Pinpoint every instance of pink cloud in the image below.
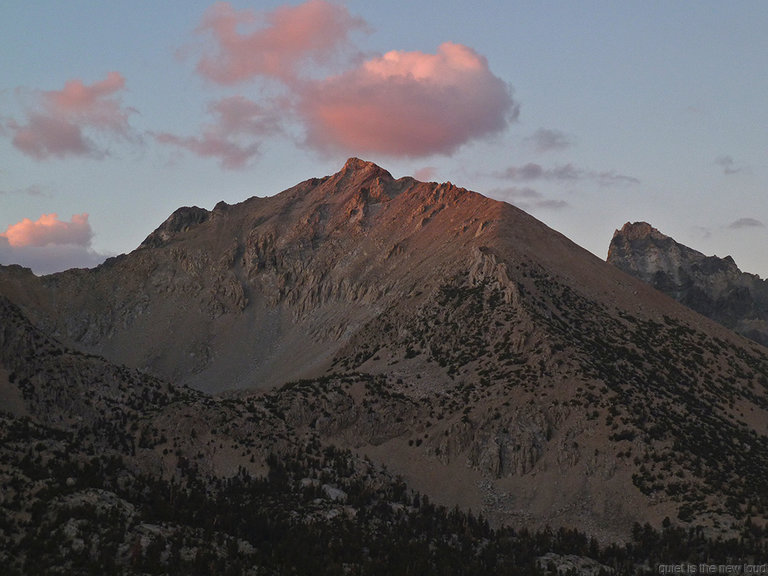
[298,43,518,157]
[9,114,94,160]
[182,0,519,160]
[154,96,280,169]
[0,213,93,248]
[197,0,366,84]
[7,72,133,160]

**Aim of the exercise**
Please rewrite the lines above with "pink cloud" swapped for "white cloud" and everything else unchanged. Leave out the pictures.

**Task output**
Pinpoint every instance of white cloud in the image below.
[298,43,518,157]
[9,114,94,160]
[182,0,519,160]
[154,96,280,169]
[0,213,93,248]
[197,0,366,84]
[7,72,133,160]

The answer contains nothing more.